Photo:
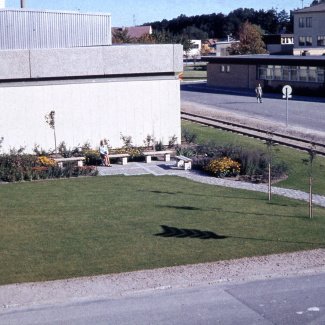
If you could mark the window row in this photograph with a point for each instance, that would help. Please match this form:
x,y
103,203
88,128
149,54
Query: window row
x,y
291,73
225,68
305,41
305,22
321,40
308,40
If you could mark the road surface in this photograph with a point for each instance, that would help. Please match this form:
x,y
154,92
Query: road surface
x,y
303,112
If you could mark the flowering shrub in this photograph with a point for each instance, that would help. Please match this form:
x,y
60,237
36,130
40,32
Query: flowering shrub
x,y
223,167
44,161
92,157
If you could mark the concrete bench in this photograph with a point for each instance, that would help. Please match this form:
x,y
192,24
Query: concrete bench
x,y
60,161
123,156
149,154
183,161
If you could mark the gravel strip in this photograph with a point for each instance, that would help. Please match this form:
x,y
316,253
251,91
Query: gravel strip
x,y
76,289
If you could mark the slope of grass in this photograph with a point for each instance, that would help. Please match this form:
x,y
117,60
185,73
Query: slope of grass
x,y
86,226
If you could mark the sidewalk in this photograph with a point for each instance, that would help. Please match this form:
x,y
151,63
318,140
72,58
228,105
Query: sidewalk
x,y
159,168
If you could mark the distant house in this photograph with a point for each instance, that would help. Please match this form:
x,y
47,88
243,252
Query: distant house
x,y
309,30
280,44
195,49
273,71
134,32
219,46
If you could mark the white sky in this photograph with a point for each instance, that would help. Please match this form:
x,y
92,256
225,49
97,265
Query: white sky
x,y
124,12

> TASK DETAILS
Task for the records above: copy every line in which the word "instance" occurs.

> FINISHED EXERCISE
If you could mark the window row in this photograph with a point for each instance, that would help. Please match this form:
If you could mark the road surface in this photograph with a point for each instance, that would help. Please match this form:
If you could mark the flowering shrub in this photograph with a point for each instance, that would help. Please match this form:
If you could mark the concrete bench in this photograph with a point for each instance, that would help. Please match this form:
If you could mark the gravel strip in this photograph with a point for each instance, that would help. Please match this form:
If you could mark the slope of grass in this photograph with a point for each instance, that would help. Please match this form:
If you could mark the sidewalk in this photograph with a point for each instance, that would help. Please match this form:
If you could mark the distant house in this photograph with a point for each instance, that would help. Please match this form:
If you could mark the white sky in this photograph with a point for each instance, that would help. Please match this form:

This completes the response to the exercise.